## Excerpt
• • • • •
🚀 UIPro: Unleashing Superior Interaction Capability For GUI Agents

🎯 ICCV 2025 • Next-Generation AI GUI Automation

📢 News

[2025-06-28] 🎉 UIPro has been accepted to ICCV 2025!
[2025-11-23] Uploaded UIPro models.
[2025-11-23] Uploaded data processing scripts, and systematic denoising procedures for AITW, AITZ, MobileViews, WAE, WebUI, MultiUI, AndroidControl, GUIOdyssey, AMEX, GUIAct
[2025-11-27] Uploaded data processing scripts, and systematic denoising procedures for SeeClick-Web, RefExp
[2025-12-10] Uploaded data processing scripts, and systematic denoising procedures for MOTIF, RefExp, and GUIEnv
[TODO] Upload whole datasets

🌟 Revolutionary GUI Agent Technology

UIPro represents a paradigm shift in GUI automation, achieving human-level interaction capabilities across multiple platforms through advanced AI.

🎨 What Makes UIPro Special

🏗️ Architecture & Training Pipeline

A two-stage revolutionary approach to GUI agent development

🔄 Two-Stage Training Process

The training process involves a sophisticated pipeline designed to enhance both understanding and execution capabilities.
• • • • •
## Provided records

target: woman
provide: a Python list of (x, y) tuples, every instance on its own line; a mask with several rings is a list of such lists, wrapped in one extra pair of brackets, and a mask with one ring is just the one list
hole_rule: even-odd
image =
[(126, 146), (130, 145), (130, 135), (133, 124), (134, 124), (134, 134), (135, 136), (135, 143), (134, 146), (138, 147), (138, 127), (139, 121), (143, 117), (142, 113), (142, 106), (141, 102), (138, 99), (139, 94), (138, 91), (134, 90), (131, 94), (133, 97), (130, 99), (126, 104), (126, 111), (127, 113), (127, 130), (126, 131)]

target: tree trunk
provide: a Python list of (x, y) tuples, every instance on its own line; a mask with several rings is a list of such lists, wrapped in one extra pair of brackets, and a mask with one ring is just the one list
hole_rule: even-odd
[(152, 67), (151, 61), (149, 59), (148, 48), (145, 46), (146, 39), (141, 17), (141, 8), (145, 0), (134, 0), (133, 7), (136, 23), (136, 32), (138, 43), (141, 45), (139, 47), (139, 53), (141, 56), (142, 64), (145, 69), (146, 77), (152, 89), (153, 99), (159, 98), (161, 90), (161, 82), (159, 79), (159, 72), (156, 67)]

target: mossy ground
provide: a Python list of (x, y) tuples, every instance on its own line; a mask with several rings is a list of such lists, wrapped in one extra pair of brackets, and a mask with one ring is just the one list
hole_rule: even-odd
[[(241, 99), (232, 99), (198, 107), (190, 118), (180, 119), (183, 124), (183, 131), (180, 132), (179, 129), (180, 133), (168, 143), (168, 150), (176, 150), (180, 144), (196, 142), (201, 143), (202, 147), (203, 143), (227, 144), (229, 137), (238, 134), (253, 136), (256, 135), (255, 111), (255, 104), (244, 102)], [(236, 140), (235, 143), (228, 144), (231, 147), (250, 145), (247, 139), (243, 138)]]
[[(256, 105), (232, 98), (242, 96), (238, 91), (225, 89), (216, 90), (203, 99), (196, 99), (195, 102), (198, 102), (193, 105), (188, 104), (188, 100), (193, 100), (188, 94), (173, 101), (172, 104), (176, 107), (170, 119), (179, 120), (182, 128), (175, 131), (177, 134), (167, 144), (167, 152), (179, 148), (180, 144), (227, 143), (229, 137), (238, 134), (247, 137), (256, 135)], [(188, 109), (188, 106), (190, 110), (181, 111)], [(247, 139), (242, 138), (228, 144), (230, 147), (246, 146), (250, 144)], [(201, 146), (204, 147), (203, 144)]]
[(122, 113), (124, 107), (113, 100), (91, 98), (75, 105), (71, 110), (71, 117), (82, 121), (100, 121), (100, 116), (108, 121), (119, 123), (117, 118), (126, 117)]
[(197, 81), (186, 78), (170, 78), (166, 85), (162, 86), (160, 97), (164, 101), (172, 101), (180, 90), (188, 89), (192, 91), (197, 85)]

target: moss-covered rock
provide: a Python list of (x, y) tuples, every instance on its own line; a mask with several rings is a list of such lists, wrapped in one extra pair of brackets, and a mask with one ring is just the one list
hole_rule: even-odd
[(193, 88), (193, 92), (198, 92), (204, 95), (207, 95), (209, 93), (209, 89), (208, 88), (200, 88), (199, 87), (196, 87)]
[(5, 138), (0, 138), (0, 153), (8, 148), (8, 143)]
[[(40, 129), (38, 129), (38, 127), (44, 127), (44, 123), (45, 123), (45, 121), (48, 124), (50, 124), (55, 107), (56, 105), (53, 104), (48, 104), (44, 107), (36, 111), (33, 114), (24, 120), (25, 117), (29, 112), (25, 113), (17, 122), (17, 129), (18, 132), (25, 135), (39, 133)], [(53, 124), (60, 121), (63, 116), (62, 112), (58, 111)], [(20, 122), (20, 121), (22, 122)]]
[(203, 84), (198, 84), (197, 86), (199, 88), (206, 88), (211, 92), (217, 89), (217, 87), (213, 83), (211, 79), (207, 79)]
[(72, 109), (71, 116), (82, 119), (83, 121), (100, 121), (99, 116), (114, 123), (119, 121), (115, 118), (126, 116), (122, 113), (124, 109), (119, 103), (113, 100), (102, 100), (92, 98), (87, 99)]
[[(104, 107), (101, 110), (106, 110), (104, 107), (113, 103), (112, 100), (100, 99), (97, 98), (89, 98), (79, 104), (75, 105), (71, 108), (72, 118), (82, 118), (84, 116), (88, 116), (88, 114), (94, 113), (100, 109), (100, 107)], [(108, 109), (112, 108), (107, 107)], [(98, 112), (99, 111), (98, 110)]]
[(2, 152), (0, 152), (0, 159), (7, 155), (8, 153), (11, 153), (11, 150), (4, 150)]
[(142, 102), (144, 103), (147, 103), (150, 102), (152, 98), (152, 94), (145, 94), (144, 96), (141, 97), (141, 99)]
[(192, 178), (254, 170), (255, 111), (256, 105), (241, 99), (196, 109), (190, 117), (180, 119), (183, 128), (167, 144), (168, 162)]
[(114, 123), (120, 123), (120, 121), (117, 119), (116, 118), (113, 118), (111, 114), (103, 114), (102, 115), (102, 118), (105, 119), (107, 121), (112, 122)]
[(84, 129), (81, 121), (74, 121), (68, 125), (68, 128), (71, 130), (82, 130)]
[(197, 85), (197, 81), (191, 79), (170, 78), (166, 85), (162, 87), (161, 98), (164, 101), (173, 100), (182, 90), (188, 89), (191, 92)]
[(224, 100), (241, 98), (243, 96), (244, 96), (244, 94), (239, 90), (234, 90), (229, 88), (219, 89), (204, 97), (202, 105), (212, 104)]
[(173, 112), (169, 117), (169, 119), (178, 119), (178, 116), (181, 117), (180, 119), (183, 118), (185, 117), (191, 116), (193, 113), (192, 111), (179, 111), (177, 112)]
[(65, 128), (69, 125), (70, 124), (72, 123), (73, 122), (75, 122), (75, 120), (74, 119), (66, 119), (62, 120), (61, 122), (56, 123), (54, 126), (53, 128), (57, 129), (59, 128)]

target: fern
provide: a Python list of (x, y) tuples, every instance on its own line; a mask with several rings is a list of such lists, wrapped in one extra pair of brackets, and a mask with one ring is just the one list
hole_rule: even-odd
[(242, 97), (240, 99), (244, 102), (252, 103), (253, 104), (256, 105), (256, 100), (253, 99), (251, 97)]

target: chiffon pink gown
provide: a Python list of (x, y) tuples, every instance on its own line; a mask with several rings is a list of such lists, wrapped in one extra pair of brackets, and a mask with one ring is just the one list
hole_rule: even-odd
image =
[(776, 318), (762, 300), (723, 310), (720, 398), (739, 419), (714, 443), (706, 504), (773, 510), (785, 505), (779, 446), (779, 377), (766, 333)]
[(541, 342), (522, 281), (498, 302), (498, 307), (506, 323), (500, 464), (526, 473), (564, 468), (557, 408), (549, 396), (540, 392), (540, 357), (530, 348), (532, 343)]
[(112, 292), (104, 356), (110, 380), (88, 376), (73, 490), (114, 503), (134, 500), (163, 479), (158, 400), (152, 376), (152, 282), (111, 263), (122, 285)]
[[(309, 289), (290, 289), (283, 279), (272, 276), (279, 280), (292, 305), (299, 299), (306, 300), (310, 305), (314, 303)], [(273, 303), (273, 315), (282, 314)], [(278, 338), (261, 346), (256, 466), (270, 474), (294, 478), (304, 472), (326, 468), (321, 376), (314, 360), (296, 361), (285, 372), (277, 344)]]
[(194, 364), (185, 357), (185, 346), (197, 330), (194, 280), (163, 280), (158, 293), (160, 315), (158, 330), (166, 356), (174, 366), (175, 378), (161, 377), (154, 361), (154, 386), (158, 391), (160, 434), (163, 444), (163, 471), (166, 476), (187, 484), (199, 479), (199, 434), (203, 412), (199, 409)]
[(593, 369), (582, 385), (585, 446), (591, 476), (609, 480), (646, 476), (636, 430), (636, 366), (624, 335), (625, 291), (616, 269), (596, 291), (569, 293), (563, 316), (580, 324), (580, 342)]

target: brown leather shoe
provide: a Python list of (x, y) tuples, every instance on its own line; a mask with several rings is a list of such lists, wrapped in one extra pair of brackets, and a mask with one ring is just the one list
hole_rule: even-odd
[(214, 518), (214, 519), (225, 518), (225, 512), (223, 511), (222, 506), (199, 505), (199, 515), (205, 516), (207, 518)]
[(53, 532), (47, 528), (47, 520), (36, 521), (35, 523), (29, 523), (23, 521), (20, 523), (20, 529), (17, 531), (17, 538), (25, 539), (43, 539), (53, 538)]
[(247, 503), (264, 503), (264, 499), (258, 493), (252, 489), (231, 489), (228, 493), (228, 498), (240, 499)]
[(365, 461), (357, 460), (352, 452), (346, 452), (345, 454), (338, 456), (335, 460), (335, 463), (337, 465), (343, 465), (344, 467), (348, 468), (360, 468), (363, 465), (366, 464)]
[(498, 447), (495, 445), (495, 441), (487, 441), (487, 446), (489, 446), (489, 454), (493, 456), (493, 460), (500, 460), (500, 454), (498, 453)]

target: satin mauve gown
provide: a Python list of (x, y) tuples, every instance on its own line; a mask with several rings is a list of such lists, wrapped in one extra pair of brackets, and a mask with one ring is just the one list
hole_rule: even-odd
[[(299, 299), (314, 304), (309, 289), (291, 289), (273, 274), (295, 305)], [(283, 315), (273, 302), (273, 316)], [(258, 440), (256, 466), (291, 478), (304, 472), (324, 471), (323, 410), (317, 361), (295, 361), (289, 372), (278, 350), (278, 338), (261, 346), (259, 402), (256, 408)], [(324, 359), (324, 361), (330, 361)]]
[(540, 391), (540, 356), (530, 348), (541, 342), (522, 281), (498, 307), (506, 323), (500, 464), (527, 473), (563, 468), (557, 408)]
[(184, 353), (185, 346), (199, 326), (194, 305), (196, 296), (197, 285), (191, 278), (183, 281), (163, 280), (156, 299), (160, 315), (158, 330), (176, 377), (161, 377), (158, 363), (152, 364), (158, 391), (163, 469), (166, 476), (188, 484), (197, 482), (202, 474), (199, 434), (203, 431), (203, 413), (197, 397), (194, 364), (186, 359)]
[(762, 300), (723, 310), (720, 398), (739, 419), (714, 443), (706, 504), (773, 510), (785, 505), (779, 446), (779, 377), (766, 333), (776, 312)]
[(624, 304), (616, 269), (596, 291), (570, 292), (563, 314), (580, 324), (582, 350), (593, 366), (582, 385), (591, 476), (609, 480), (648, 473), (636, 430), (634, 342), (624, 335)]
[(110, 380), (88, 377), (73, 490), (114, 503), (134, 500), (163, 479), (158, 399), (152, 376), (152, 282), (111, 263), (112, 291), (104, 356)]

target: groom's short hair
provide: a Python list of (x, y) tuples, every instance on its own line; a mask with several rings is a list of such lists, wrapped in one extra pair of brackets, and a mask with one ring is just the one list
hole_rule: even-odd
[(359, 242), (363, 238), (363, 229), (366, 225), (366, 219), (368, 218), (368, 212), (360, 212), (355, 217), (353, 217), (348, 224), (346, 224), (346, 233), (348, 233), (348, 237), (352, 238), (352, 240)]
• • • • •
## What to do
A - In the UIPro page, what date is given for the upload of the UIPro models?
B - Render this sentence from the UIPro page in Spanish: "The training process involves a sophisticated pipeline designed to enhance both understanding and execution capabilities."

## Complete answers
A - 2025-11-23

B - El proceso de entrenamiento implica una sofisticada cadena de procesamiento diseñada para mejorar tanto las capacidades de comprensión como las de ejecución.